__Action item__: Copy every line of the data that contains the string "person".

__Data__:
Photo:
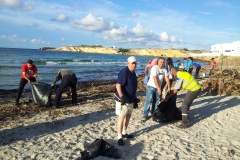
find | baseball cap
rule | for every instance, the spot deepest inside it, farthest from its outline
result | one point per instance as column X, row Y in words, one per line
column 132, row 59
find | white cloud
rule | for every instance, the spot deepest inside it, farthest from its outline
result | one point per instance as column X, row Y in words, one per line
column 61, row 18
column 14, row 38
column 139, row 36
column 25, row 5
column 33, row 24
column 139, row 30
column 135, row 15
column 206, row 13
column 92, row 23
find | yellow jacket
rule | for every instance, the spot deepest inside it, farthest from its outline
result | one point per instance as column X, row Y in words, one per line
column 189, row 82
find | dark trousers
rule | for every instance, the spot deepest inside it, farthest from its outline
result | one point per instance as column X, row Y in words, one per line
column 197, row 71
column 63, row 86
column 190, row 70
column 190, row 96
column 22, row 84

...

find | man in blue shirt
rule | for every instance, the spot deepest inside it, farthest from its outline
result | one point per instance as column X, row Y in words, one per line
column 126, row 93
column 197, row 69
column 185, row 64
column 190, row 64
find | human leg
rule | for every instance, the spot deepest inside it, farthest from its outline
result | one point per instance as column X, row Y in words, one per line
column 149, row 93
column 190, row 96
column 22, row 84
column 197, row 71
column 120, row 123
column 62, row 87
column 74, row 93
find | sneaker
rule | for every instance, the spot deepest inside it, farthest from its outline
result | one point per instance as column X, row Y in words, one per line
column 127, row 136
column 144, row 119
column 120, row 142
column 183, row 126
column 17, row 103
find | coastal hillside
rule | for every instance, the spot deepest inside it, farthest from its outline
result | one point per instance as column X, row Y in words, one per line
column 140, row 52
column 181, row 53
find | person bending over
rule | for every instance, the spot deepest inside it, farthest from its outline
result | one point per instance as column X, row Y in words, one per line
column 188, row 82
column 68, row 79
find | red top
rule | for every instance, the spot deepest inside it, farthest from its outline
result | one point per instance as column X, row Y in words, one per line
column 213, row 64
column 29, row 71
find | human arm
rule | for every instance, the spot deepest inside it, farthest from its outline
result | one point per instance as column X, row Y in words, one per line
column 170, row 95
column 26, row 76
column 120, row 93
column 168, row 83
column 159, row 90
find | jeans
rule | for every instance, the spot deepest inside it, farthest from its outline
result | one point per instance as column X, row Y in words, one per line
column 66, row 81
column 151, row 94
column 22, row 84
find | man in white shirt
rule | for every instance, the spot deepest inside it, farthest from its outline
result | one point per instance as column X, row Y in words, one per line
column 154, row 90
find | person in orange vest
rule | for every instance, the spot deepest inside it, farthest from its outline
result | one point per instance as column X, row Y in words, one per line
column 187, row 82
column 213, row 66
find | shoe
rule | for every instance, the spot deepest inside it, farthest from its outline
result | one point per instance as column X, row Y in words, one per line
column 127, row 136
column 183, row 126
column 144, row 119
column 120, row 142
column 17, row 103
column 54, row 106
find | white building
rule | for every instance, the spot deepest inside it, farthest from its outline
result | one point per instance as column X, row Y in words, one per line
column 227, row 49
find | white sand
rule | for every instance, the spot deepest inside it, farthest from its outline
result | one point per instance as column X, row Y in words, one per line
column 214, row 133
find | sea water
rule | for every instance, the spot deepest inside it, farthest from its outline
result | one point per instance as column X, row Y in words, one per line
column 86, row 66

__Written answer__:
find | person bending over
find | person in orange vest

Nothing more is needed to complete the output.